WORK TO BE COMPLETED: Write the whole listing out again, word for word.

───── RECORDS SHOWN ─────

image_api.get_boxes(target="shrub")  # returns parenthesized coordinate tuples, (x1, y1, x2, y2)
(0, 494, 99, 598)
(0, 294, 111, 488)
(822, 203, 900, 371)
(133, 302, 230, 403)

─────

EXERCISE RESULT:
image_api.get_boxes(target="shrub")  # returns parenthesized coordinate tuples, (x1, y1, x2, y2)
(0, 494, 99, 598)
(0, 294, 111, 488)
(822, 203, 900, 371)
(133, 302, 230, 403)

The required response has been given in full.